§ **Exercise aim**: Copy the material below, switching every "camera-trap tally" to "wildlife survey" and leaving everything else unchanged.

§ **Data for the task**:

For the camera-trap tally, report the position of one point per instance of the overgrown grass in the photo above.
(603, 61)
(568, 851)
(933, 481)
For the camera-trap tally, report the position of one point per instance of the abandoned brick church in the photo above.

§ **The solution**:
For the wildlife survey, report the position of one point per instance of the overgrown grass in the photo above.
(603, 61)
(568, 851)
(933, 481)
For the wildlife survey, report the position of one point per instance of the abandoned brick church in the photo above.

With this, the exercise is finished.